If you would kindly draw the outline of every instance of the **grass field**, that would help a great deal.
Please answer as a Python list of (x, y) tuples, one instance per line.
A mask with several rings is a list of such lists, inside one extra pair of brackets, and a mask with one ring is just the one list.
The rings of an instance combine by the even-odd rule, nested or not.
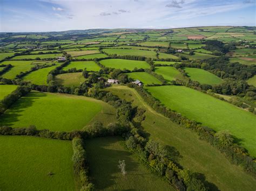
[(59, 85), (71, 87), (73, 86), (79, 86), (85, 79), (82, 75), (82, 72), (76, 72), (57, 75), (56, 80)]
[(222, 82), (221, 79), (202, 69), (185, 68), (185, 70), (191, 80), (201, 84), (216, 84)]
[(3, 190), (76, 190), (70, 142), (1, 136), (0, 150)]
[(167, 81), (176, 80), (177, 78), (181, 76), (179, 72), (171, 66), (156, 67), (155, 72), (161, 74)]
[(248, 84), (254, 86), (256, 87), (256, 75), (254, 75), (253, 77), (250, 78), (247, 80)]
[(132, 72), (127, 73), (129, 77), (134, 80), (139, 80), (144, 84), (161, 84), (162, 83), (152, 75), (146, 72)]
[(77, 61), (70, 62), (67, 66), (63, 68), (63, 70), (67, 70), (73, 68), (76, 68), (77, 69), (84, 69), (85, 68), (86, 68), (86, 70), (88, 71), (95, 72), (99, 71), (101, 69), (94, 61)]
[(58, 65), (39, 69), (25, 75), (23, 80), (37, 85), (47, 85), (47, 76), (49, 73), (57, 67)]
[(144, 51), (140, 49), (124, 49), (118, 48), (104, 48), (103, 51), (107, 54), (113, 55), (116, 54), (118, 55), (133, 55), (140, 56), (147, 58), (156, 58), (157, 53), (154, 51)]
[(0, 84), (0, 100), (16, 89), (16, 85)]
[[(101, 101), (70, 95), (29, 93), (0, 116), (0, 126), (72, 131), (82, 129), (95, 117), (109, 123), (114, 121), (114, 109)], [(99, 119), (97, 117), (97, 119)]]
[(183, 86), (147, 87), (167, 107), (216, 131), (226, 130), (256, 157), (256, 116), (207, 94)]
[[(172, 160), (205, 176), (210, 190), (253, 190), (255, 179), (239, 167), (232, 165), (215, 148), (200, 140), (196, 133), (172, 123), (147, 105), (135, 90), (122, 86), (113, 86), (107, 90), (131, 102), (133, 107), (146, 110), (146, 118), (142, 126), (150, 138), (171, 146)], [(220, 162), (221, 161), (221, 162)]]
[(135, 68), (149, 68), (150, 66), (145, 61), (125, 59), (106, 59), (100, 61), (100, 63), (109, 68), (124, 68), (132, 70)]
[[(120, 144), (121, 140), (113, 137), (95, 138), (85, 142), (90, 174), (96, 190), (174, 190), (152, 174), (133, 155), (125, 150)], [(125, 176), (118, 168), (119, 160), (125, 161)]]

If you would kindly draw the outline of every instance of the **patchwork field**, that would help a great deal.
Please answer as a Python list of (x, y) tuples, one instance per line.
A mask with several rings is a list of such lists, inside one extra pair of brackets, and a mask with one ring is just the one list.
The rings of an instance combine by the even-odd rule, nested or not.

- [Task]:
Reproduce all of the records above with every occurrence of "outline" replaced by "boundary", leaving every other part unchanged and omitting the pictures.

- [Written response]:
If you would kindly draw the boundary of every instance of the **grass field**, that would help a great deal.
Please answer as a Python list of (x, y) tuples, one instance per line.
A mask with several rings is a list of such lists, inside one extra pair of brackets, and a mask with one ring is just the one list.
The rings of an instance combine by the even-odd rule, nested or not.
[(59, 85), (71, 87), (73, 86), (79, 86), (85, 79), (82, 75), (82, 72), (76, 72), (57, 75), (56, 80)]
[(222, 82), (221, 79), (202, 69), (185, 68), (185, 70), (191, 80), (201, 84), (216, 84)]
[(3, 190), (76, 190), (70, 142), (1, 136), (0, 150)]
[(167, 81), (176, 80), (177, 78), (181, 76), (179, 72), (171, 66), (156, 67), (155, 72), (161, 74)]
[(248, 84), (254, 86), (256, 87), (256, 75), (254, 75), (253, 77), (250, 78), (247, 80)]
[(132, 72), (127, 73), (129, 77), (134, 80), (139, 80), (144, 84), (161, 84), (162, 83), (152, 75), (146, 72)]
[(77, 61), (70, 62), (67, 66), (63, 68), (63, 70), (67, 70), (73, 68), (76, 68), (77, 69), (84, 69), (85, 68), (86, 68), (86, 70), (88, 71), (95, 72), (99, 71), (101, 69), (94, 61)]
[(58, 65), (39, 69), (25, 75), (23, 80), (37, 85), (47, 85), (47, 76), (49, 73), (57, 67)]
[(144, 51), (140, 49), (124, 49), (118, 48), (104, 48), (103, 51), (107, 54), (113, 55), (116, 54), (118, 55), (133, 55), (140, 56), (147, 58), (156, 58), (157, 53), (154, 51)]
[(0, 84), (0, 100), (16, 89), (16, 85)]
[[(101, 101), (70, 95), (29, 93), (0, 116), (0, 126), (72, 131), (82, 129), (95, 117), (109, 123), (114, 121), (114, 109)], [(99, 119), (97, 117), (97, 119)]]
[(183, 86), (147, 87), (167, 107), (216, 131), (226, 130), (256, 157), (256, 116), (207, 94)]
[[(172, 160), (205, 176), (210, 190), (253, 190), (255, 179), (239, 167), (232, 165), (215, 148), (200, 140), (196, 133), (172, 123), (147, 105), (135, 90), (122, 86), (113, 86), (107, 90), (131, 102), (133, 107), (146, 110), (146, 118), (142, 126), (150, 138), (171, 146)], [(220, 162), (221, 161), (221, 162)]]
[(135, 68), (149, 68), (150, 66), (145, 61), (125, 59), (106, 59), (100, 61), (100, 63), (109, 68), (124, 68), (132, 70)]
[[(120, 144), (121, 140), (113, 137), (95, 138), (85, 142), (90, 174), (96, 190), (174, 190), (152, 174), (133, 155), (125, 150)], [(125, 176), (118, 168), (119, 160), (125, 161)]]

If you would kindly draw the boundary of every instance of the **patchwork field**, that would help a great deal.
Please answer as a Python list of (x, y) tuples, one instance per line.
A mask with several rings is a list of such lists, inside one extra pair of brackets, and a mask with one ring is just the one list.
The rings of an instance combine by the even-odd rule, nested or not.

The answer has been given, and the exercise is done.